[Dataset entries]

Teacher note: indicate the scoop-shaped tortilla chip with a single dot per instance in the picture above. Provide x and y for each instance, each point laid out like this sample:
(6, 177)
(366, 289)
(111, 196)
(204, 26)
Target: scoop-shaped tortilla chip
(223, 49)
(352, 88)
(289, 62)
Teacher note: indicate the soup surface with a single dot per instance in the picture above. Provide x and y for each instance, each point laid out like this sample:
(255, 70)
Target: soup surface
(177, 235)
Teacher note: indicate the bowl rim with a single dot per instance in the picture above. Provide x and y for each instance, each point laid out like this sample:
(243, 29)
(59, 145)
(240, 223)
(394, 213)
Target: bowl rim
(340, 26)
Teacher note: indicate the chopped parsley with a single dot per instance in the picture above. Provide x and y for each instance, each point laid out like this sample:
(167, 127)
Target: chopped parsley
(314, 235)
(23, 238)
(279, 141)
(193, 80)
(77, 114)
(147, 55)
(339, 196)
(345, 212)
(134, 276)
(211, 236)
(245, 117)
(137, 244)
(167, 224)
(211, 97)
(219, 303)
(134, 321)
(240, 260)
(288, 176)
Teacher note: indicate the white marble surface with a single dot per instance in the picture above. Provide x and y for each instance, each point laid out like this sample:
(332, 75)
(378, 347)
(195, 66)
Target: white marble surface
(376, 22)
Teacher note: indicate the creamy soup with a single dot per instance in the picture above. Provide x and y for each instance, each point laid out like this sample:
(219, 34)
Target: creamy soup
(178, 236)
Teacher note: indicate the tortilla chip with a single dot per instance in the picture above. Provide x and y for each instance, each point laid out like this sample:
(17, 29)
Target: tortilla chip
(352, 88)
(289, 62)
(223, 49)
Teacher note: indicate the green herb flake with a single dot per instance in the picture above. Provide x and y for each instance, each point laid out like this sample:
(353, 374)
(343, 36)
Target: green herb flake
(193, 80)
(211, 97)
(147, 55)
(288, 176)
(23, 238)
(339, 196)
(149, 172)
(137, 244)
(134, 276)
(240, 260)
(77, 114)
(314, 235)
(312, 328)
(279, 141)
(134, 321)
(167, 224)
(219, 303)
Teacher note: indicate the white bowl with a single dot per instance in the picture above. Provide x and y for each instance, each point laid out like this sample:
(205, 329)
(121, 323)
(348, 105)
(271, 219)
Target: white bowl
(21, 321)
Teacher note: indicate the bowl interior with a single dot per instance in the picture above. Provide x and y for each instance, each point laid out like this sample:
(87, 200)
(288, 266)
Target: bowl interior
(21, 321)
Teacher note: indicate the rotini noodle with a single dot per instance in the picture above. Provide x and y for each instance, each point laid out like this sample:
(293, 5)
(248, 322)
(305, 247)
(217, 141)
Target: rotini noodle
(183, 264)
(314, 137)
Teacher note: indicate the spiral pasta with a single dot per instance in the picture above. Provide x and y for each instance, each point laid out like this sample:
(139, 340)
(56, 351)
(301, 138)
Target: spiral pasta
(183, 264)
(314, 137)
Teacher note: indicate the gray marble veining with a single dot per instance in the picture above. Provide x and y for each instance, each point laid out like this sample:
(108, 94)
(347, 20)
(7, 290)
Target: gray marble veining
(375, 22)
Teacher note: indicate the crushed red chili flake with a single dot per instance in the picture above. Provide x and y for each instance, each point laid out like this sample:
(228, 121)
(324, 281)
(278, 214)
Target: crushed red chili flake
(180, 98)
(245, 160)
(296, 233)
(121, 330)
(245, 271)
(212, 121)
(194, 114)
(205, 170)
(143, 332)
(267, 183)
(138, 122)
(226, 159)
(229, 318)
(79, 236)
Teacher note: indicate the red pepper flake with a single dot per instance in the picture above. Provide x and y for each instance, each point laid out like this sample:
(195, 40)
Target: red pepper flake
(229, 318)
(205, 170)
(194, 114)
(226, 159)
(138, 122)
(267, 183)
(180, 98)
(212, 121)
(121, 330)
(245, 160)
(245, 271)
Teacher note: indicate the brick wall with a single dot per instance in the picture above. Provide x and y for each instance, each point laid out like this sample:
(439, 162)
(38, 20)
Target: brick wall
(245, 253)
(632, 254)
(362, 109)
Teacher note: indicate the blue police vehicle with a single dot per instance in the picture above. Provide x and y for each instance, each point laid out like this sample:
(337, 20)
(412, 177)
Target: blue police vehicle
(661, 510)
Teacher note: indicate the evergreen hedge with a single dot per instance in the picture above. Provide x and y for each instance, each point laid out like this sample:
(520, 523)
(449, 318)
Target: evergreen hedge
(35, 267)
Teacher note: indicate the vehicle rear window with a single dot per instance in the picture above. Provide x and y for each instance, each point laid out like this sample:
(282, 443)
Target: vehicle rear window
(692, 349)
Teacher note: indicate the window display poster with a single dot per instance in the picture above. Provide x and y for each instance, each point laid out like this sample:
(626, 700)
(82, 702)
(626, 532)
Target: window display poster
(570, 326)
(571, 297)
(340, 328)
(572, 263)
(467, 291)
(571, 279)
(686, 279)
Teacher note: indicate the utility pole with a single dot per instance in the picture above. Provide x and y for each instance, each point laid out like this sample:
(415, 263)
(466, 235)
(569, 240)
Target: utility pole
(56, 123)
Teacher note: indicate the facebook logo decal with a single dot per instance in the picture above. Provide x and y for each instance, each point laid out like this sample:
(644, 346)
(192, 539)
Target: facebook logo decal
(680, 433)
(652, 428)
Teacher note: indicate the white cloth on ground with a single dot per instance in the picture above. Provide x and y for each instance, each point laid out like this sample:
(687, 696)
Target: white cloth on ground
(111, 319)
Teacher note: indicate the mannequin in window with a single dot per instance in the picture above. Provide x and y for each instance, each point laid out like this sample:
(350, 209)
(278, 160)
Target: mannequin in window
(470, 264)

Work instructions: Each line of the data above should appear again in your answer, exactly as given.

Written solution:
Teacher note: indicate the scoop-shaped tortilla chip with a single dot per instance in the picture above. Provide x and y for each instance, each point laid out like this sample:
(6, 177)
(366, 289)
(111, 196)
(204, 26)
Target: scoop-shaped tortilla chip
(223, 49)
(352, 88)
(289, 62)
Teacher note: indicate the soup surface with a single dot per instance in the picture above. Provide x and y for each instance, each point laid out like this sample:
(255, 70)
Target: soup surface
(177, 235)
Teacher note: indicate the bowl rim with a single dot per instance in the picture above. Provide x and y for each instance, each point laid out like this sample:
(243, 29)
(59, 145)
(240, 223)
(394, 213)
Target: bowl rim
(340, 26)
Teacher note: indicate the chopped parsley with a single dot per instance in the picture above. Provide x and y for each instance, each point laid out like this sample:
(167, 127)
Target: chopped parsley
(314, 235)
(23, 238)
(279, 141)
(193, 80)
(77, 114)
(147, 55)
(339, 196)
(345, 212)
(134, 276)
(211, 236)
(245, 117)
(137, 244)
(167, 224)
(211, 97)
(219, 303)
(134, 321)
(240, 260)
(288, 176)
Teacher note: indicate the white marble surface with a single dot per instance in the picture above. Provide x and y for each instance, each point laid out like this sample:
(332, 75)
(378, 347)
(195, 66)
Target: white marble surface
(376, 22)
Teacher note: indicate the creamy soup with a single dot per instance in the picture above. Provide x and y for each instance, each point laid out like this sample:
(219, 34)
Target: creamy soup
(178, 236)
Teacher note: indicate the tortilla chip with a single dot per instance in the picture above. Provide x and y for each instance, each point laid out like this sample:
(17, 29)
Target: tortilla chip
(352, 88)
(289, 62)
(223, 49)
Teacher note: indicate the green herb flake with a single dot per instance in the picture above. Provide x and y for each instance, each point laid out like this sample:
(353, 374)
(343, 36)
Target: green herb flake
(193, 80)
(211, 97)
(147, 55)
(288, 176)
(23, 238)
(339, 196)
(149, 172)
(137, 244)
(134, 276)
(240, 260)
(77, 114)
(314, 235)
(312, 328)
(279, 141)
(134, 321)
(167, 224)
(219, 303)
Teacher note: indicate the white bowl with a single dot per instance in the picture above. Provide x and y for each instance, each point laid out like this sample:
(205, 329)
(121, 323)
(348, 105)
(271, 219)
Target: white bowl
(21, 321)
Teacher note: indicate the bowl interior with a single dot per instance in the picture above. Provide x and y for each instance, each point laid out like this sample:
(87, 200)
(288, 266)
Target: bowl interior
(21, 321)
Teacher note: indicate the rotini noodle with a single dot per instance in the picture above. Provide x and y for each instance, each point laid out like this sample:
(293, 5)
(248, 322)
(305, 247)
(217, 141)
Target: rotini noodle
(183, 264)
(314, 137)
Teacher note: indicate the spiral pasta with a single dot per instance in the picture above. Provide x and y for each instance, each point laid out like this sample:
(139, 340)
(56, 351)
(301, 138)
Target: spiral pasta
(183, 264)
(314, 137)
Teacher note: indicate the gray marble veining with a single dot per instance in the picture above. Provide x and y for each instance, each point laid out like this sample:
(108, 94)
(347, 20)
(7, 290)
Target: gray marble veining
(375, 22)
Teacher note: indicate the crushed red chili flake with a single dot per instance in the picture above. Provide x and y for each instance, each point laid out like this sample:
(228, 121)
(324, 281)
(278, 214)
Target: crushed red chili flake
(180, 98)
(245, 160)
(296, 233)
(121, 330)
(245, 271)
(212, 121)
(194, 114)
(205, 170)
(143, 332)
(267, 183)
(138, 122)
(226, 159)
(229, 318)
(79, 236)
Teacher note: indicate the red pepper flake with a single dot per instance in the picture above. Provide x and y for each instance, each point laid out like this sample:
(195, 40)
Target: red pepper flake
(229, 318)
(205, 170)
(194, 114)
(226, 159)
(138, 122)
(267, 183)
(180, 98)
(212, 121)
(121, 330)
(245, 160)
(245, 271)
Teacher note: indicate the brick wall with a single dot per instance in the picture above. Provide x and y for each instance, each point laid out like this sample:
(439, 162)
(38, 20)
Target: brick wall
(245, 253)
(632, 254)
(362, 109)
Teacher note: indicate the blue police vehicle with a single dot per instance in the picture above. Provide x and y for each instance, each point laid out like this sample:
(337, 20)
(412, 177)
Target: blue police vehicle
(661, 510)
Teacher note: indicate the evergreen hedge with a single dot per instance in the picture above. Provide x and y for each instance, each point laid out like this sample:
(520, 523)
(449, 318)
Target: evergreen hedge
(35, 267)
Teacher note: indicate the vehicle rear window with a single dot per instance in the picture above. Provide x and y for each instance, each point laid out like this sample:
(282, 443)
Target: vehicle rear window
(692, 349)
Teacher note: indicate the window display poster with a single dot per instance in the picture above. Provide x and y for each instance, each point laid out like this sample:
(626, 700)
(82, 702)
(626, 532)
Target: window display poster
(570, 326)
(571, 297)
(340, 328)
(572, 263)
(467, 291)
(571, 279)
(686, 279)
Teacher note: indicate the utility pole with a single dot per instance in the picture above. Provide x and y for each instance, each point laid out like this sample:
(415, 263)
(466, 235)
(569, 240)
Target: utility pole
(56, 123)
Teacher note: indicate the facebook logo decal with a single dot per instance in the picture above. Provide x and y for each instance, each point laid out like this sample:
(644, 346)
(192, 539)
Target: facebook logo decal
(680, 433)
(652, 428)
Teacher note: indicate the white cloth on ground with a single dot per instance in the picture above. Provide x and y for each instance, each point laid out like this sample:
(687, 696)
Target: white cloth on ground
(111, 319)
Teacher note: indicate the mannequin in window with a single dot per instance in the picture above. Provide x and y for each instance, each point laid out like this sample:
(350, 209)
(278, 160)
Target: mannequin in window
(470, 264)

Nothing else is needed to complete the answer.